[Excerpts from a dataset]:
>>>>>
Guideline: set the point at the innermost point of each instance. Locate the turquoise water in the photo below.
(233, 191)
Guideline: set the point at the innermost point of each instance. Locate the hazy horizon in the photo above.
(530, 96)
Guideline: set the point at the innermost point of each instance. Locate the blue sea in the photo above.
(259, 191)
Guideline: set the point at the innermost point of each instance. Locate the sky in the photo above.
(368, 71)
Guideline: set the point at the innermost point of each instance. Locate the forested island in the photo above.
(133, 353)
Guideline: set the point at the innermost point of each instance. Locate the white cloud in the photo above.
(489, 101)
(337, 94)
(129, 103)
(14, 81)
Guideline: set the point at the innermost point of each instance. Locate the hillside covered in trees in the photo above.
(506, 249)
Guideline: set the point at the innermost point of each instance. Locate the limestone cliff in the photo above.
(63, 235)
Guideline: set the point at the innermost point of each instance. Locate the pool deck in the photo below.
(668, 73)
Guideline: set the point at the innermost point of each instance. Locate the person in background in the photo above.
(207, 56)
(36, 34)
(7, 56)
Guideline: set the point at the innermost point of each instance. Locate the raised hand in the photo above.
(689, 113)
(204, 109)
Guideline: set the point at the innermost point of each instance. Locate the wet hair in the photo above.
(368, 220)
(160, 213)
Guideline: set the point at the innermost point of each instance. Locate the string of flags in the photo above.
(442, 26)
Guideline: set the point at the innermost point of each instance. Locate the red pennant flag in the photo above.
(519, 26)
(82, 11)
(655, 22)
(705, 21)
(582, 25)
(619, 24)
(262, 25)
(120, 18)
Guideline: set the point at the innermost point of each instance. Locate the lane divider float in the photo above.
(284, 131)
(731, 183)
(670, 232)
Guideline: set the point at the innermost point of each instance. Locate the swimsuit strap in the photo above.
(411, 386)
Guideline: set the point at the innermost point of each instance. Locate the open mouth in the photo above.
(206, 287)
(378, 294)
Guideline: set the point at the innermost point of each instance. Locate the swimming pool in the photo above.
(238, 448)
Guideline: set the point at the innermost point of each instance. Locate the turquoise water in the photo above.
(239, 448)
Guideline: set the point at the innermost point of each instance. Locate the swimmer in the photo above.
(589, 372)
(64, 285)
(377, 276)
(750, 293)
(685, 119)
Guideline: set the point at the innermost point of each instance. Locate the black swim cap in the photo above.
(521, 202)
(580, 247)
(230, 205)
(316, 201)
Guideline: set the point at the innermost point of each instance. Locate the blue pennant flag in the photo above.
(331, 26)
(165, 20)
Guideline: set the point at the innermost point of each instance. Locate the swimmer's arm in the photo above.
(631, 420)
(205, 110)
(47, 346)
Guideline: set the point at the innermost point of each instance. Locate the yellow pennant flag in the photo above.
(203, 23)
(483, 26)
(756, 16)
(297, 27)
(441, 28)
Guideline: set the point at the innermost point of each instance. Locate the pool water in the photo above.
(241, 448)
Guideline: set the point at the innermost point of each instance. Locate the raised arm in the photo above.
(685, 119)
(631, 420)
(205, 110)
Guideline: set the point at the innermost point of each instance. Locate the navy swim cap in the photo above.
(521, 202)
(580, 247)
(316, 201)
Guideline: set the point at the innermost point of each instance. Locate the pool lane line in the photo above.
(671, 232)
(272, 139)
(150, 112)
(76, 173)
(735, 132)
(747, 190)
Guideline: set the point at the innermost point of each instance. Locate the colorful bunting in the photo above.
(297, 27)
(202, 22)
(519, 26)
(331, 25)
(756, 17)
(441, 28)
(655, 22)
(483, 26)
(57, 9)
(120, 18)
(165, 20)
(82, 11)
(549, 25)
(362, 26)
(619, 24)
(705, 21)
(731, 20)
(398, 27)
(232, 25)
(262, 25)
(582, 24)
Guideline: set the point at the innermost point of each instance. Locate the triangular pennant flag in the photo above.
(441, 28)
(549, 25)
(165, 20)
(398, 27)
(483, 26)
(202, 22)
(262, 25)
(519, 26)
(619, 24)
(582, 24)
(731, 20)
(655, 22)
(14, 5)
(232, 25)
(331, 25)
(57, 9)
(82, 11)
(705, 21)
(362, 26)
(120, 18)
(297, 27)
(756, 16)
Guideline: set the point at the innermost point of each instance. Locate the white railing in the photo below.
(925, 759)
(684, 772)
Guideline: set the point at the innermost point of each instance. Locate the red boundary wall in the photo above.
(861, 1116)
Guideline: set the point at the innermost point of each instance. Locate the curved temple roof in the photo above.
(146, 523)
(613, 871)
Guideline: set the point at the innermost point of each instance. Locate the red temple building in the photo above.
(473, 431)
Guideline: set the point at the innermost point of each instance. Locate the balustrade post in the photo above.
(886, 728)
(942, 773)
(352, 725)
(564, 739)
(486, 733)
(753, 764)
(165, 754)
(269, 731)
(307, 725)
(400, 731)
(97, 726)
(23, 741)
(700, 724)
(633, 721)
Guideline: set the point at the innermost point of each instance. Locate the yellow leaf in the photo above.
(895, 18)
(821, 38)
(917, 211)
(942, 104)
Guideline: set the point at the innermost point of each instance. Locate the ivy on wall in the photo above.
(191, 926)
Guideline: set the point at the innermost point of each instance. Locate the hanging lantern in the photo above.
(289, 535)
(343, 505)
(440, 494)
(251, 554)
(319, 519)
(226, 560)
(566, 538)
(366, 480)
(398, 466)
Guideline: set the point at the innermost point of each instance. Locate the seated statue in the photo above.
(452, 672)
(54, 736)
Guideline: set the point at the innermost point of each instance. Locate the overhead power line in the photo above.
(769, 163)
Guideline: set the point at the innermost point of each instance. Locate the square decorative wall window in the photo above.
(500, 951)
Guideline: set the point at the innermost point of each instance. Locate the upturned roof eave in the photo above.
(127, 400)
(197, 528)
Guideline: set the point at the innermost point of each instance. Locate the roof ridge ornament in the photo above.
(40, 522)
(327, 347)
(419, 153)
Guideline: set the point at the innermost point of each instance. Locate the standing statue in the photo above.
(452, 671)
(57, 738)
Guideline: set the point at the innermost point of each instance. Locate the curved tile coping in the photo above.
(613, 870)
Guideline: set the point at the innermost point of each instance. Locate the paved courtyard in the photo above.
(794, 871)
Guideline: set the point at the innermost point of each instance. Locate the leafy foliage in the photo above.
<<<<<
[Work item]: Copy out every entry above exactly.

[Exercise solution]:
Guideline: set the point at the innermost point of each instance. Locate the turquoise water in the photo below.
(233, 191)
Guideline: set the point at the innermost point of each instance. Locate the hazy horizon in the photo above.
(530, 96)
Guideline: set the point at the innermost point of each instance. Locate the blue sea in the photo above.
(259, 191)
Guideline: set the point at the innermost point of each instance. Locate the sky in the photo above.
(368, 71)
Guideline: set the point at the innermost point of each instance. Locate the forested island in the photo above.
(133, 353)
Guideline: set the point at the innermost point of each instance. Locate the white cloud in the photo above.
(489, 101)
(337, 94)
(129, 103)
(14, 81)
Guideline: set the point at the innermost point of each instance. Locate the hillside covered in trees in the photo above.
(506, 249)
Guideline: set the point at the innermost point of each instance. Locate the limestone cliff in the photo above.
(63, 235)
Guideline: set the point at the innermost point of each instance. Locate the pool deck in the photo below.
(668, 73)
Guideline: set the point at the innermost point of each instance. Locate the person in background in the photo above.
(207, 56)
(36, 34)
(7, 56)
Guideline: set the point at the innermost point of each instance. Locate the raised hand in the photo above.
(689, 113)
(204, 109)
Guideline: set the point at the innermost point of each instance. Locate the wet hair in the photo above.
(368, 220)
(160, 213)
Guideline: set the point at the innermost point of each instance. Locate the string of flags in the photo above.
(442, 26)
Guideline: set the point at the innermost point of each instance. Locate the red pennant flag in the photo above.
(519, 26)
(82, 11)
(655, 22)
(705, 21)
(582, 25)
(619, 24)
(262, 25)
(120, 18)
Guideline: set the point at the innermost point of each instance. Locate the lane divider float in the photo above.
(284, 131)
(731, 183)
(670, 232)
Guideline: set the point at the innermost point of each instance. Locate the swimsuit strap in the photo above.
(411, 386)
Guideline: set the point at the innermost point of each instance. Locate the open mouth in the photo above.
(206, 287)
(378, 294)
Guideline: set the point at the innermost point of each instance. Locate the swimming pool in the photo above.
(238, 448)
Guideline: set the point at the innermost point of each instance. Locate the turquoise water in the photo above.
(239, 448)
Guideline: set the point at the innermost point of each instance. Locate the swimmer in the photo above.
(589, 372)
(64, 285)
(377, 276)
(750, 293)
(685, 119)
Guideline: set the point at the innermost point of each instance. Locate the black swim cap in the photo above.
(521, 202)
(580, 247)
(230, 205)
(316, 201)
Guideline: set the point at the innermost point of each instance. Locate the blue pennant flag in the photo above.
(331, 26)
(165, 20)
Guideline: set the point at the innermost point of each instance. Locate the swimmer's arm in the photo above.
(631, 420)
(205, 110)
(47, 346)
Guideline: set the point at the innermost point of each instance. Locate the yellow pennant flag in the photo above.
(203, 23)
(483, 26)
(756, 16)
(297, 27)
(441, 28)
Guideline: set the point at the innermost point of each instance. Locate the pool water in the photo above.
(241, 448)
Guideline: set the point at the innermost point of each instance. Locate the raised arm in the photo above.
(685, 119)
(631, 420)
(205, 110)
Guideline: set the point at the innermost point of each instance. Locate the navy swim cap in the photo above.
(521, 202)
(580, 247)
(316, 201)
Guideline: set the point at the innermost point of each instance. Locate the pool lane line in the photo above.
(671, 232)
(272, 139)
(150, 112)
(76, 173)
(735, 132)
(747, 190)
Guideline: set the point at the innermost point of each instance. Locate the colorful bunting in the photo above.
(297, 27)
(202, 22)
(519, 26)
(331, 25)
(756, 17)
(441, 28)
(655, 22)
(483, 26)
(57, 9)
(120, 18)
(165, 20)
(82, 11)
(549, 25)
(362, 26)
(619, 24)
(705, 21)
(731, 20)
(398, 27)
(232, 25)
(262, 25)
(582, 24)
Guideline: set the point at the innermost point of each instance. Locate the triangular pennant flag in the photo above.
(441, 28)
(549, 25)
(165, 20)
(398, 27)
(483, 26)
(202, 22)
(262, 25)
(519, 26)
(619, 24)
(582, 24)
(731, 20)
(655, 22)
(14, 5)
(232, 25)
(331, 25)
(57, 9)
(82, 11)
(705, 21)
(362, 26)
(120, 18)
(297, 27)
(756, 16)
Guideline: set the point at the innermost point of each instance. Locate the white railing in the photo below.
(925, 759)
(684, 772)
Guideline: set the point at the innermost point of each instance. Locate the red boundary wall in the photo above.
(861, 1116)
Guideline: set the point at the innermost point of each instance. Locate the curved temple roof in the photo above.
(146, 523)
(613, 871)
Guideline: set the point at the innermost point of each instance. Locate the red temple building in the photo above.
(473, 431)
Guideline: set the point at the innermost point of each instance. Locate the balustrade post in the photo above.
(886, 728)
(942, 773)
(352, 725)
(564, 739)
(486, 733)
(753, 764)
(165, 754)
(269, 731)
(307, 725)
(400, 731)
(97, 726)
(23, 741)
(700, 724)
(633, 721)
Guideline: set the point at the innermost point of each instance. Locate the yellow leaf in the photo above.
(895, 18)
(821, 38)
(917, 211)
(942, 104)
Guideline: set the point at the innermost point of each instance. Locate the ivy on wall in the photo above.
(191, 926)
Guideline: set the point at the innermost point of each instance. Locate the hanging lantern in the photo above.
(289, 535)
(343, 505)
(440, 494)
(251, 554)
(319, 519)
(226, 560)
(566, 538)
(366, 480)
(398, 466)
Guideline: set the point at the innermost point of each instance. Locate the seated statue in the photo above.
(452, 672)
(54, 736)
Guideline: set the point at the innermost point of each instance. Locate the overhead power line in the photo above.
(769, 163)
Guideline: set the point at the innermost point of each instance. Locate the square decorative wall window in the photo above.
(500, 951)
Guideline: set the point at the innermost point of each instance. Locate the upturned roof eave in the photo above.
(127, 400)
(197, 528)
Guideline: set the point at the innermost point of each instance. Locate the roof ridge ornament in the photo above.
(40, 522)
(327, 347)
(419, 153)
Guideline: set the point at the innermost point of each instance. Locate the standing statue in the photo above.
(452, 671)
(57, 738)
Guideline: set the point at the innermost point of each instance. Locate the curved tile coping in the photo above.
(613, 870)
Guideline: set the point at the innermost point of each instance. Locate the paved courtyard in the photo above.
(794, 871)
Guideline: set the point at the innermost point of each instance. Locate the leafy foliage in the photo above.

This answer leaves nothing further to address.